■ BRIEF:
Beneath this instruction is a listing; print exactly the lines in it starting at the line that contains "Target: cave opening" and going through the line that contains "Note: identify the rock in".
------ SUPPLIED DATA ------
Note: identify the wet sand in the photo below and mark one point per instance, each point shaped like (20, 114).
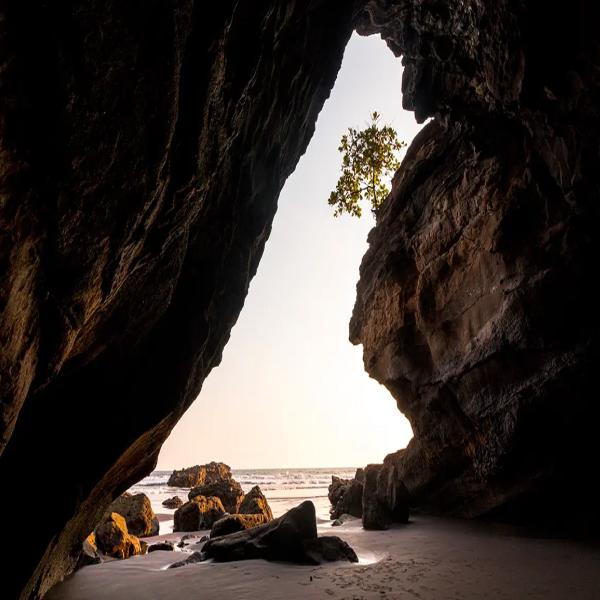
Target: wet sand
(430, 559)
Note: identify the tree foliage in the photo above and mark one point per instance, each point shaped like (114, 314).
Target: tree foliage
(369, 161)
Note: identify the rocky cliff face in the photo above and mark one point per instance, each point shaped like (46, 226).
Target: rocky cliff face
(476, 304)
(143, 147)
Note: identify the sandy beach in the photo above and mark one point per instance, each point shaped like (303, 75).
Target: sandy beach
(428, 559)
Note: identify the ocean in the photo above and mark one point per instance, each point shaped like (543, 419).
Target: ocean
(283, 488)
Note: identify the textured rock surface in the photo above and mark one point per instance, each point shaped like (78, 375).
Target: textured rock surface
(290, 538)
(199, 474)
(174, 502)
(138, 514)
(476, 303)
(375, 513)
(113, 539)
(255, 503)
(143, 148)
(229, 491)
(345, 495)
(162, 546)
(199, 513)
(232, 523)
(89, 552)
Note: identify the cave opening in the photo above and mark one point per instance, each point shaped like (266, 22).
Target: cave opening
(291, 388)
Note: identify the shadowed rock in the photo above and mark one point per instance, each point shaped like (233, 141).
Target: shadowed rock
(174, 502)
(345, 495)
(239, 522)
(290, 538)
(376, 514)
(163, 546)
(143, 152)
(199, 513)
(329, 548)
(194, 557)
(89, 552)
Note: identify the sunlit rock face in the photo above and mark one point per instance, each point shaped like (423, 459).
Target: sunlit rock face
(143, 147)
(476, 305)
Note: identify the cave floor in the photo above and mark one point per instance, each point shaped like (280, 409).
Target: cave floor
(430, 558)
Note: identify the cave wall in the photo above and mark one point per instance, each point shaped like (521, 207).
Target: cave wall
(144, 145)
(476, 305)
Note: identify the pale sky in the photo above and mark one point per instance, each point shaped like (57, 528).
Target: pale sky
(291, 390)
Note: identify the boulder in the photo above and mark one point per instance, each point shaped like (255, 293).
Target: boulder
(229, 491)
(290, 538)
(375, 513)
(344, 518)
(174, 502)
(165, 546)
(113, 538)
(337, 488)
(199, 474)
(194, 557)
(392, 492)
(89, 552)
(199, 513)
(329, 548)
(255, 503)
(347, 494)
(137, 512)
(239, 522)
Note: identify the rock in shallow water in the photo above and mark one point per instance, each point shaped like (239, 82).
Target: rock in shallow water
(164, 546)
(113, 538)
(232, 523)
(200, 474)
(229, 491)
(138, 514)
(345, 495)
(290, 538)
(255, 503)
(199, 513)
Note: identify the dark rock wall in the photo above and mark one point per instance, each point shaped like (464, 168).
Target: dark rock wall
(476, 305)
(144, 145)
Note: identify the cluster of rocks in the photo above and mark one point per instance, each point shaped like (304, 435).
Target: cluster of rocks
(374, 495)
(125, 521)
(199, 475)
(290, 538)
(174, 502)
(218, 502)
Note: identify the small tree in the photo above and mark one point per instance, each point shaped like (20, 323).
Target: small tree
(369, 160)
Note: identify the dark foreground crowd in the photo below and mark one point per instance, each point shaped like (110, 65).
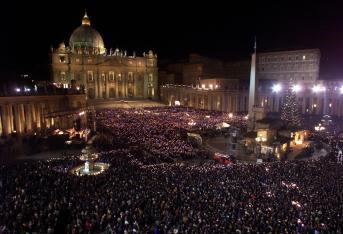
------
■ TASK RESULT:
Target: cave opening
(291, 388)
Note: identify the shadowed rock in the photo above and mark one point per instance, each point shaped like (233, 141).
Target: shadowed rock
(174, 502)
(345, 495)
(239, 522)
(290, 538)
(376, 514)
(163, 546)
(143, 152)
(199, 513)
(329, 548)
(194, 557)
(89, 552)
Note: identify the sunlit rock face in the photo above and mark one point per instance, each point shaped like (423, 459).
Target: sunlit rock face
(143, 147)
(476, 305)
Note: identify the cave floor in the photo above and mark one point per instance, each point shaped like (280, 409).
Target: cave floor
(430, 558)
Note: identify the cave wall in the photo above and mark one point per instance, each point shaped like (521, 207).
Target: cave wall
(144, 145)
(476, 305)
Note: identify the pale sky in the photo above and mark one point per instance, each point shaped like (57, 528).
Target: pale sky
(291, 390)
Note: identify the boulder in the photo above and mark one point per instance, each point shaped like (255, 293).
Target: boulder
(229, 491)
(290, 538)
(375, 513)
(344, 518)
(174, 502)
(165, 546)
(113, 538)
(337, 488)
(199, 474)
(194, 557)
(392, 492)
(89, 552)
(199, 513)
(329, 548)
(255, 503)
(347, 494)
(137, 512)
(239, 522)
Note: identify the rock in shallow water in the photo above and mark one point per instance, each point shaped like (239, 82).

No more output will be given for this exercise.